>>>

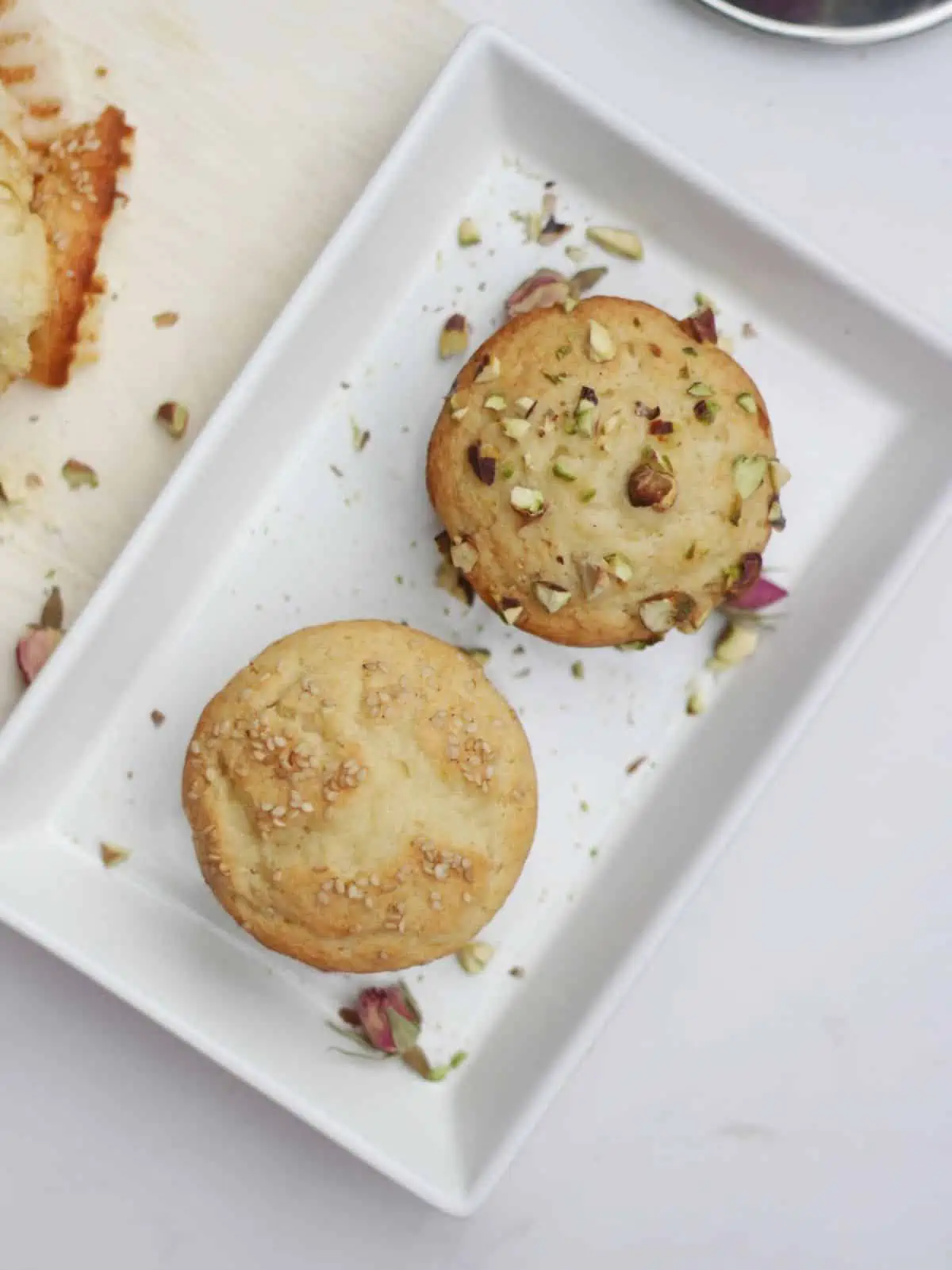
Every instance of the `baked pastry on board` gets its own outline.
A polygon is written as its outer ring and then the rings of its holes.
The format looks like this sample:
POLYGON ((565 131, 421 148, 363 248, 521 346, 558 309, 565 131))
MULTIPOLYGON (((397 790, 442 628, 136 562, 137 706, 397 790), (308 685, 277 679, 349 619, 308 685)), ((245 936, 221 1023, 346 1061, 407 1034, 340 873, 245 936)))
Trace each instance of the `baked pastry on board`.
POLYGON ((322 970, 457 951, 493 917, 536 831, 536 770, 481 667, 383 621, 272 644, 204 709, 183 804, 216 898, 322 970))
POLYGON ((426 458, 457 568, 574 645, 696 630, 759 572, 784 476, 746 372, 691 319, 611 296, 487 339, 426 458))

<<<

Render every line of the items above as a Markdown table with the columns Row and Line, numbering each row and skipping blank lines. Omit the pictures.

| Row | Line |
|---|---|
| 1 | Every instance of the `baked pastry on board` gets its own outline. |
| 2 | A polygon is written as its outer ring and then the rings of its holes. |
| 3 | The format looks like this sample: |
| 4 | POLYGON ((565 131, 421 148, 363 248, 521 346, 558 309, 565 131)) |
| 5 | MULTIPOLYGON (((397 790, 442 628, 136 562, 137 706, 397 790), (308 685, 277 679, 349 619, 308 685)), ((245 936, 221 1023, 346 1061, 407 1034, 340 873, 245 936))) |
| 6 | Trace each instance of the `baked pastry on board`. |
| 7 | POLYGON ((322 970, 457 951, 493 917, 536 831, 536 770, 481 667, 383 621, 272 644, 204 709, 183 804, 216 898, 322 970)) |
| 8 | POLYGON ((426 458, 457 568, 574 645, 696 630, 759 572, 784 476, 746 372, 691 319, 611 296, 487 339, 426 458)) |